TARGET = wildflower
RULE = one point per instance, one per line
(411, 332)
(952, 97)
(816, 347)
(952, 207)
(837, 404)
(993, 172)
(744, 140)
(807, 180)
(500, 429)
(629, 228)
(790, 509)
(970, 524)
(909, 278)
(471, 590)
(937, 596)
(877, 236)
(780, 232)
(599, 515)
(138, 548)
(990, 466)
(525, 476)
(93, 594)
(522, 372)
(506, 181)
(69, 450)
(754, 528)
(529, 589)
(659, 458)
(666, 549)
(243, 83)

┄┄┄┄┄┄┄┄┄┄┄┄┄┄┄┄┄┄┄┄

Render every line of the listing above as a numbered list, omitting blank lines.

1. TARGET = wildflower
2. RULE = one point per instance, one per line
3. (411, 332)
4. (952, 97)
5. (816, 347)
6. (952, 207)
7. (837, 404)
8. (993, 172)
9. (744, 140)
10. (807, 180)
11. (500, 429)
12. (629, 228)
13. (790, 509)
14. (970, 524)
15. (909, 278)
16. (471, 590)
17. (937, 596)
18. (877, 236)
19. (780, 232)
20. (599, 515)
21. (138, 548)
22. (990, 466)
23. (525, 476)
24. (93, 594)
25. (522, 372)
26. (506, 181)
27. (69, 450)
28. (754, 528)
29. (529, 589)
30. (659, 458)
31. (666, 549)
32. (243, 83)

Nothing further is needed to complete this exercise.